We identified studies in which the propensity score was used through PubMed and Science Citation Index. Initially, a keyword search was performed through PubMed, identifying studies including the term “propensity”. This broad search yielded 5311 unduplicated references published through December 31, 2003. After review of the abstracts, we identified 167 articles that used propensity score methods in the study of medical interventions and health outcomes (excluding articles focusing solely on methodological or statistical aspects, editorials, review articles or letters, and foreign language articles). To increase the sensitivity of our search, we also searched for articles that cited one of the important propensity score methods articles.[5, 6, 13, 15–17] This search yielded another 73 articles. All these papers were obtained and read by one of the authors. We excluded 48 articles that did not include analysis of data (28), randomized clinical trials (9), case-control studies (2), and articles primarily analyzing cost-effectiveness (6) or practice patterns (3).
Our search revealed 58 substantive medical research studies that used PS in 2003,[18–75] 38 in 2002,[76–113] 28 in 2001, [114–141] 6 in 2000, [142–147] 5 in 1999, [148–152] 5 in 1998, [153–157] and a total of 5 before 1998 [158–162]. Additional articles found through a citation search of the significant methods articles written about PS, using Science Citation Index, yielded 13 medical research studies that used PS in 2003,[163–175]13 in 2002,[176–188] 11 in 2001,[189–199] 3 in 2000,[200–202]1 in 1999, [ 203], 3 in 1998, [204–206] and a total of 3 before 1998 [207–209]. We present the number of studies with results based on PS methods published in each of these years in figure 2.

* [WHAT YOU WILL DO]
1. Reproduce part of the propensity score text word for word, starting at "Our search revealed" and ending at "in figure 2.".
2. Carry on the propensity score literature review from the point where it stops.
The records have no connection to the propensity score text.

* [PROVIDED RECORDS]
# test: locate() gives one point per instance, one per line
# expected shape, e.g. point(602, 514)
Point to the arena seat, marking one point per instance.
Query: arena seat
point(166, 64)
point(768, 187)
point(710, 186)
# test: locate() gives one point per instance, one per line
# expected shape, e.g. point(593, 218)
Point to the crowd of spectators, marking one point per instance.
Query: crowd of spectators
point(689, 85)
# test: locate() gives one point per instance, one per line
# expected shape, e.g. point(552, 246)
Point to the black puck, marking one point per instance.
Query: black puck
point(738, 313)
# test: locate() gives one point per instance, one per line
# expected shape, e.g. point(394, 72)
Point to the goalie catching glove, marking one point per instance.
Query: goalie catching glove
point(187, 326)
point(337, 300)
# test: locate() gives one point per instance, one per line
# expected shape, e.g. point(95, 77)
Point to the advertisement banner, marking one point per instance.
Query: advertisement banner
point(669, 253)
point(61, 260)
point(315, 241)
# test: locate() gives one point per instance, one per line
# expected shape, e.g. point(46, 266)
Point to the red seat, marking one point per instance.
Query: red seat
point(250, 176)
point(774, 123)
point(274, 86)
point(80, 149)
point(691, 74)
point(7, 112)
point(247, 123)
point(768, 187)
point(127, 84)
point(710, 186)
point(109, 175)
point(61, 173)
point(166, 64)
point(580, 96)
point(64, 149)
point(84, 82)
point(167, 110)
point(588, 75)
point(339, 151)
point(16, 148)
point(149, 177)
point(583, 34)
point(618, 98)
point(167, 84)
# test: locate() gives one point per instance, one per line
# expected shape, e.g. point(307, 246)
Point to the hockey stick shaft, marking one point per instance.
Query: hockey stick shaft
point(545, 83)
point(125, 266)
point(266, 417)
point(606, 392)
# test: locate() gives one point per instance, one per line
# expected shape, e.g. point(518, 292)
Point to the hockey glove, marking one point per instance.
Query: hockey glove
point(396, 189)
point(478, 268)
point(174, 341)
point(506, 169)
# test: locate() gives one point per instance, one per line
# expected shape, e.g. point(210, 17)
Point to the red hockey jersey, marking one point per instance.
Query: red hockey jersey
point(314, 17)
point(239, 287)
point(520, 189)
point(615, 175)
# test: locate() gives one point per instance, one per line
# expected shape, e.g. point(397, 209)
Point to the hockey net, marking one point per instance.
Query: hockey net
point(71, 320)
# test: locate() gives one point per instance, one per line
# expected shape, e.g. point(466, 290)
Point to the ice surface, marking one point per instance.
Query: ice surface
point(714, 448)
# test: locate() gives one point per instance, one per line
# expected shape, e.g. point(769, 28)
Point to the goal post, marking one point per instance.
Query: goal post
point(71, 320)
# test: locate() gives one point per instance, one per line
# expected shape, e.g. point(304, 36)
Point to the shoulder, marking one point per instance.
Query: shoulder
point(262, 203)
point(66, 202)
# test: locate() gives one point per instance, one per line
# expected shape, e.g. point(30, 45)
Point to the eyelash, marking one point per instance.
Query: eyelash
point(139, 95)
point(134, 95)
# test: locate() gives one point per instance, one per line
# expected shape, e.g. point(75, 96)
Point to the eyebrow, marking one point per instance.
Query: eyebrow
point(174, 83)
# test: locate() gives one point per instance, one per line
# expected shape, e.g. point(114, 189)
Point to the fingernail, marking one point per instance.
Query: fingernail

* [ANSWERS TO THE PROBLEMS]
1.
Our search revealed 58 substantive medical research studies that used PS in 2003,[18–75] 38 in 2002,[76–113] 28 in 2001, [114–141] 6 in 2000, [142–147] 5 in 1999, [148–152] 5 in 1998, [153–157] and a total of 5 before 1998 [158–162]. Additional articles found through a citation search of the significant methods articles written about PS, using Science Citation Index, yielded 13 medical research studies that used PS in 2003,[163–175]13 in 2002,[176–188] 11 in 2001,[189–199] 3 in 2000,[200–202]1 in 1999, [ 203], 3 in 1998, [204–206] and a total of 3 before 1998 [207–209]. We present the number of studies with results based on PS methods published in each of these years in figure 2.

2.
After further review of articles, fifteen articles were excluded from further analysis as the outcomes were continuous and it was not possible to calculate an odds ratio or risk ratio [59, 86, 88, 111, 120, 124, 137, 150, 152, 160, 162, 193, 195, 196, 206]. The final selection of studies abstracted comprised 70 articles from 2003, 48 articles from 2002, 33 articles from 2001, 9 from 2000, 4 from 1999, 7 from 1998 and 6 articles before 1998.
For all selected papers published through 2003 we abstracted the following items: the number of variables used to predict treatment and outcome, respectively; the unadjusted (crude) estimate for the treatment-outcome association; the estimates for the treatment-outcome association adjusted by use of PS matching, PS adjustment, and/or multivariable outcome models, including models without PS and with PS as well as covariates; the predictive value of the PS as assessed by the area under the receiver operating characteristic (ROC) curve (equivalent to the c-statistic in logistic regression); and the percent of exposed participants that could be matched to unexposed participants (where applicable). We extracted or calculated odds ratios or relative risks whenever adequate data were presented.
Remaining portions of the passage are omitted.